#### TASK TO COMPLETE:
Reproduce the stretch of the listing below from the line containing "sugar coating has been captured?" through the line containing "[383,412,517,582]", requests included, and shift every bounding-box coordinate in the answers by -145. Give only those lines.

[Items stored from a collection]
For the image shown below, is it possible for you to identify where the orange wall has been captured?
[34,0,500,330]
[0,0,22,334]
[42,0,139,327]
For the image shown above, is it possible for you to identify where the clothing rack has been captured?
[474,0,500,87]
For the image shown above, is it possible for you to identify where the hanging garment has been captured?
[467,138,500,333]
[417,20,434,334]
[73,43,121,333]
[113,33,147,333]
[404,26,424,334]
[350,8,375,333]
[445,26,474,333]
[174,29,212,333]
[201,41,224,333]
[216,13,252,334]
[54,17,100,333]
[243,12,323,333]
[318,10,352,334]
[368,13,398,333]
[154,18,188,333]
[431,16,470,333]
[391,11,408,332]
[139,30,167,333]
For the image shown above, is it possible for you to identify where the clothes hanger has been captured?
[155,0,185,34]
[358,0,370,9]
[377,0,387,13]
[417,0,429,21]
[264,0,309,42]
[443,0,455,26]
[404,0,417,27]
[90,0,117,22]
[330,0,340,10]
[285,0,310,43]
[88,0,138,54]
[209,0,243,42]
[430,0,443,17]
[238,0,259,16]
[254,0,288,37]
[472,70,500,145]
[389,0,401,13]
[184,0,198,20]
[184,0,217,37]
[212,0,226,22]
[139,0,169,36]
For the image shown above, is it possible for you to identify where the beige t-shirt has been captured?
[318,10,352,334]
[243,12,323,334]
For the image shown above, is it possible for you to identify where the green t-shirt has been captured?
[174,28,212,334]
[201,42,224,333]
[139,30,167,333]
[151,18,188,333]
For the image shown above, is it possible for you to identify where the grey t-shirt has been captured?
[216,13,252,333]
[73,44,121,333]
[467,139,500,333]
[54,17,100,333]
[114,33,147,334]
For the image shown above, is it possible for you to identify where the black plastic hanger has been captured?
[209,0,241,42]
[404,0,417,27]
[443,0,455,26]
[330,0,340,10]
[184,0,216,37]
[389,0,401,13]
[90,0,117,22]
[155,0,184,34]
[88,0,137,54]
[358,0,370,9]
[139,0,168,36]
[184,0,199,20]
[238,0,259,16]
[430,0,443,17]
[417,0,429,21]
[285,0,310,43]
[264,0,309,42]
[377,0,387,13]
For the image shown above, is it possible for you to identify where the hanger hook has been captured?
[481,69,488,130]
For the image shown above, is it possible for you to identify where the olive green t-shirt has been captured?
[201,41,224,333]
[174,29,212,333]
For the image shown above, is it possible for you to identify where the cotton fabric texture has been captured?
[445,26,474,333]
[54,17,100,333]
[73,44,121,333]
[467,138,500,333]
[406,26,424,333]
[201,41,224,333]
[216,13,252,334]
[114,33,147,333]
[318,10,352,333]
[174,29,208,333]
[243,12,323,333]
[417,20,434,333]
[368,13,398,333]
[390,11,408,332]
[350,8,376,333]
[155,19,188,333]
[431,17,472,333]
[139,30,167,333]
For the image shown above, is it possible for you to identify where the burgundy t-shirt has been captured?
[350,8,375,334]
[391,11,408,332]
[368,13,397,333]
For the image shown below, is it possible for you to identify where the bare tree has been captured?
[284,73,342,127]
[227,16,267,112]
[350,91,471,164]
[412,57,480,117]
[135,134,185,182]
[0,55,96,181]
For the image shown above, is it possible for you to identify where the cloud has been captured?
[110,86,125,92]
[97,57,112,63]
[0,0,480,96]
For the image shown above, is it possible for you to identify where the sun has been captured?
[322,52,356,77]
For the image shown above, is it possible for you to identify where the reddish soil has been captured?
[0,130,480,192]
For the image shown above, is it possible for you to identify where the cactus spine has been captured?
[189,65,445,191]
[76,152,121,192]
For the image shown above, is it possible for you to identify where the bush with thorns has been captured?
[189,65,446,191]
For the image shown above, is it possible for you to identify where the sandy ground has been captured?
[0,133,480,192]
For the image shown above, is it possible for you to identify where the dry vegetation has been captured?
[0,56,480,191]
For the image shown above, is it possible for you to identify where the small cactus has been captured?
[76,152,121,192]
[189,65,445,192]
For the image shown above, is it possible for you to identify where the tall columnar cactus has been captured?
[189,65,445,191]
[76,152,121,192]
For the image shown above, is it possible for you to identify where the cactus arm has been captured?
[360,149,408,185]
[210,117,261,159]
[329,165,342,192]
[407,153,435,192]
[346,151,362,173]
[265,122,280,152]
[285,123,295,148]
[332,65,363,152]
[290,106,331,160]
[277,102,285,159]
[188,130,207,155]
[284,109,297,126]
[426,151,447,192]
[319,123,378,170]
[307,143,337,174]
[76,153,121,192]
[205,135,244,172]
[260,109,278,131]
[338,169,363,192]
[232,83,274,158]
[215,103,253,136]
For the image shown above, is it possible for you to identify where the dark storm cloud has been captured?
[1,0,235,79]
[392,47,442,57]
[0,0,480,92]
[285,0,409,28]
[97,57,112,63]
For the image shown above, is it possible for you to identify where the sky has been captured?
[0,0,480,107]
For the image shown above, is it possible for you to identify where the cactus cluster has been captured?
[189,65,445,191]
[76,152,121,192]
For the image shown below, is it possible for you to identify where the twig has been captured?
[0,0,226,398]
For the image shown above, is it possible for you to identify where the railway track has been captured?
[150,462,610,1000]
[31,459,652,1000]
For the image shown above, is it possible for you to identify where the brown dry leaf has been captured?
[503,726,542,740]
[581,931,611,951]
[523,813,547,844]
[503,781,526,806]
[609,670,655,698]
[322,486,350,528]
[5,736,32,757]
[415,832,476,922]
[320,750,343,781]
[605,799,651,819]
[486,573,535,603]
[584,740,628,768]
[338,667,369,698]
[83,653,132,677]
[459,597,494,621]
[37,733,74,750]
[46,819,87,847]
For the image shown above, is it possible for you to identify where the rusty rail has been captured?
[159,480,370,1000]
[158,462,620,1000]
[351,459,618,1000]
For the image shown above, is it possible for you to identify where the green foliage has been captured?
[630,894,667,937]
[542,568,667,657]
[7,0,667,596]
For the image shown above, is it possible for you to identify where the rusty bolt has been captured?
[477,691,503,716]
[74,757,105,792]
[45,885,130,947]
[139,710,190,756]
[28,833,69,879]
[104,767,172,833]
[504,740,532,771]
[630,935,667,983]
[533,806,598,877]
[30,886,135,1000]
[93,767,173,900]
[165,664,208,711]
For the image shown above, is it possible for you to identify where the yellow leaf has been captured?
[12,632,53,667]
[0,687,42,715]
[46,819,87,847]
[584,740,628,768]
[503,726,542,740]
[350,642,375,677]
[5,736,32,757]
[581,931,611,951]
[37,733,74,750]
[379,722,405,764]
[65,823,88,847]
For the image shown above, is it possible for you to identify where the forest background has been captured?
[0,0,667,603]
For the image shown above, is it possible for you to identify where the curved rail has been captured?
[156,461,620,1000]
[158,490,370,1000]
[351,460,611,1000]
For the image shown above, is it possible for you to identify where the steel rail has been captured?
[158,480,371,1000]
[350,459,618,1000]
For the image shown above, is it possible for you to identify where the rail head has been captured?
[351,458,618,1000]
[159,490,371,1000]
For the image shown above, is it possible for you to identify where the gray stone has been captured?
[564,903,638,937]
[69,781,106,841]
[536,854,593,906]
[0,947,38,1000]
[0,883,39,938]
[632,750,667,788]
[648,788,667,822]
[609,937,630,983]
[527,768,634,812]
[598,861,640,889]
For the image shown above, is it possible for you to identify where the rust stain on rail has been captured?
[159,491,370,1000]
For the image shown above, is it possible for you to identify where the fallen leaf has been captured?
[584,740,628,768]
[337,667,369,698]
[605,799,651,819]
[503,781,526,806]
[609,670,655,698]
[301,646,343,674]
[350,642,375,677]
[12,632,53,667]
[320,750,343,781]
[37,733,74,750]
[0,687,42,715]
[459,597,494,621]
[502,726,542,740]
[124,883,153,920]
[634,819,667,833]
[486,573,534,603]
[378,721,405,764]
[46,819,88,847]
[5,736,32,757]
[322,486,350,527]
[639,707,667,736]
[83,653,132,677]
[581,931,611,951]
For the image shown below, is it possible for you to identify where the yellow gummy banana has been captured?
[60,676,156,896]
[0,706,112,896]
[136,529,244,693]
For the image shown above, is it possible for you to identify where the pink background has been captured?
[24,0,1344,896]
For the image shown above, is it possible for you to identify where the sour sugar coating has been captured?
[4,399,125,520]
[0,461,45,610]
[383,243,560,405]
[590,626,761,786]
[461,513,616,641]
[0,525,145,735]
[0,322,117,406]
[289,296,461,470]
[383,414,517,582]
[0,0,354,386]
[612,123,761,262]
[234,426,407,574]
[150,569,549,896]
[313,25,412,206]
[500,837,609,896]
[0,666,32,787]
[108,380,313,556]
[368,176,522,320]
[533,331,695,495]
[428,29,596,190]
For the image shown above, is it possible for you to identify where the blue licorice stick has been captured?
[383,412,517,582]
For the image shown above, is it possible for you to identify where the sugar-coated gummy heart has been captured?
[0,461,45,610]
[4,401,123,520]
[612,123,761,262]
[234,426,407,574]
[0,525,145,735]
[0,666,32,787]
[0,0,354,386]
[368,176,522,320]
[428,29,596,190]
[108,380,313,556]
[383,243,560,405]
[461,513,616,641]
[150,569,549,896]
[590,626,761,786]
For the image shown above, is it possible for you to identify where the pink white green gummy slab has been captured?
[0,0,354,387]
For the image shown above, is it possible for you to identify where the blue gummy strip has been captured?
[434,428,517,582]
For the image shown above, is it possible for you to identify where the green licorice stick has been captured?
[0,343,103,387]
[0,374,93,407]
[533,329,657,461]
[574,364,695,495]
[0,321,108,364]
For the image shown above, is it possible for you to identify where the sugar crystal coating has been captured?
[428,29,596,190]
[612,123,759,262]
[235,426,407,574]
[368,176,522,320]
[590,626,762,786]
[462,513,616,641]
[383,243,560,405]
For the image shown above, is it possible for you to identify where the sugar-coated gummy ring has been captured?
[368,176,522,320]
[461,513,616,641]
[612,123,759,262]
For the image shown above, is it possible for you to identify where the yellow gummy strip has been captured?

#### PROBLEM SOLUTION:
For the image shown above, is it possible for you to identify where the sour sugar coating has been captured?
[-141,254,-20,375]
[-145,316,-100,465]
[238,98,415,260]
[445,481,616,641]
[316,368,471,496]
[-145,380,0,590]
[-145,177,-28,261]
[144,151,316,325]
[238,269,372,437]
[-145,-145,209,241]
[467,-22,616,117]
[89,281,262,429]
[5,424,404,751]
[168,-120,267,61]
[355,692,464,751]
[-145,521,-113,642]
[-37,235,168,411]
[223,31,377,175]
[388,186,550,350]
[283,-116,451,45]
For the image shown above, is it possible for you to identify where the blue licorice stick has been captured?
[238,267,372,437]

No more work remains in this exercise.